===== Исходный текст
До этого у нас было все хорошо с сексом, но теперь у Арта начались проблемы. Он или слишком быстро кончал, или испытывал проблемы с эрекцией. Его это беспокоило, потому что он чувствовал, что не доставляет мне удовольствия. Я советовала ему расслабиться: «Не торопись. Ты должен радовать не только меня, ты должен радовать себя».
После этого ситуация немного улучшилась. Я разговаривала с ним, успокаивала, и дела у него пошли лучше, но проблемы с оргазмом у него все равно оставались. Я не знала, что с этим делать.
Он все больше времени проводил наедине с собой, часто бывал задумчивым и угрюмым, не мог заснуть. Совершал долгие прогулки, ходил кругами без всякой цели. Я пыталась понять, что с ним такое. Я знала, что он повидал какие-то ужасные вещи. Он отправился во Вьетнам, не понимая толком самого себя, не имея представления о собственной значимости. Пролитая там кровь только понизила его мнение о себе, теперь он считал себя подонком, отбросом общества, сумасшедшим убийцей. Похоже, я так и не смогла переубедить его. Арт чувствовал себя неудачником; он ничего не мог сделать как следует, он был никому не нужен. Он сказал мне, что у него никогда не было друзей. Иногда он впадал в депрессию, и я говорила: «Ничего, поплачь. Это естественное желание. Если ты немного поплачешь, хуже от этого никому не станет».
«Мне не разрешали плакать в детстве, даже когда меня шлепали», – признался он. Я никогда этого не понимала. По его словам, мать говорила ему: «Какой же ты мужчина, если плачешь». Получалось так, что всякий раз, когда он говорил о чем-то плохом в своей жизни, он винил в этом свою мать.
==========
• [Над чем поработать]
1. Какие слова, по признанию Арта в исходном тексте, говорила ему мать, когда он плакал?
2. Пожалуйста, выпишите из записей строки, начиная со строки с «TARGET: sunlit rock wall» и до конца записей включительно.
===== Сохранённые данные
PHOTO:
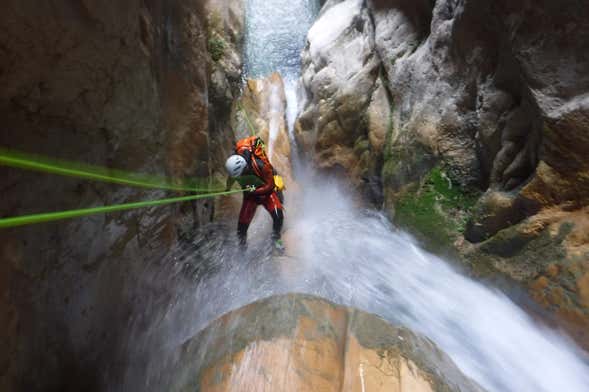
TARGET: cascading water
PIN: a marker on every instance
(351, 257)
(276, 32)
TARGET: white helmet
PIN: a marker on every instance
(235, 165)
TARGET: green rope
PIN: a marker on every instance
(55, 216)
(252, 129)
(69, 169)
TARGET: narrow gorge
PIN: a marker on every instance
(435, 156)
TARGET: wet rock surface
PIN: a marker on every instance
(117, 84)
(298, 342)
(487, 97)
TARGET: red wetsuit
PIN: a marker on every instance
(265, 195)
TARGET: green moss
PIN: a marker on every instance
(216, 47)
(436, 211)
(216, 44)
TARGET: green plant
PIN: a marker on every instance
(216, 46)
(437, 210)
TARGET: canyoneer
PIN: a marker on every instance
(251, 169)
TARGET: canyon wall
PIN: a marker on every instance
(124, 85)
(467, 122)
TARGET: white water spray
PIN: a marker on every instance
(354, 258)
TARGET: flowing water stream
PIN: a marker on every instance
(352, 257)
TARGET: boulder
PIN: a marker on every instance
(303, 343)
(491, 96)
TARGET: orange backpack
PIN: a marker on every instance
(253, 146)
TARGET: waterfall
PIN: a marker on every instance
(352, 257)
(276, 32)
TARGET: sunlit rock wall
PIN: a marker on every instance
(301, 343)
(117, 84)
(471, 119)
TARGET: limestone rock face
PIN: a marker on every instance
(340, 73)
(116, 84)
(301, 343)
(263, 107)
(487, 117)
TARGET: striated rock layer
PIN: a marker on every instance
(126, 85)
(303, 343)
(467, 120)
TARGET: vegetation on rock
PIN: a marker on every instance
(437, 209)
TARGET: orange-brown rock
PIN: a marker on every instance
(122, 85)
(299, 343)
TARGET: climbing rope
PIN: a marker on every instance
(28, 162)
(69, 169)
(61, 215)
==========
• [Решения по порядку]
1. «Какой же ты мужчина, если плачешь».

2.
TARGET: sunlit rock wall
PIN: a marker on every instance
(301, 343)
(117, 84)
(471, 119)
TARGET: limestone rock face
PIN: a marker on every instance
(340, 73)
(116, 84)
(301, 343)
(263, 107)
(487, 117)
TARGET: striated rock layer
PIN: a marker on every instance
(126, 85)
(303, 343)
(467, 120)
TARGET: vegetation on rock
PIN: a marker on every instance
(437, 209)
TARGET: orange-brown rock
PIN: a marker on every instance
(122, 85)
(299, 343)
TARGET: climbing rope
PIN: a marker on every instance
(28, 162)
(69, 169)
(61, 215)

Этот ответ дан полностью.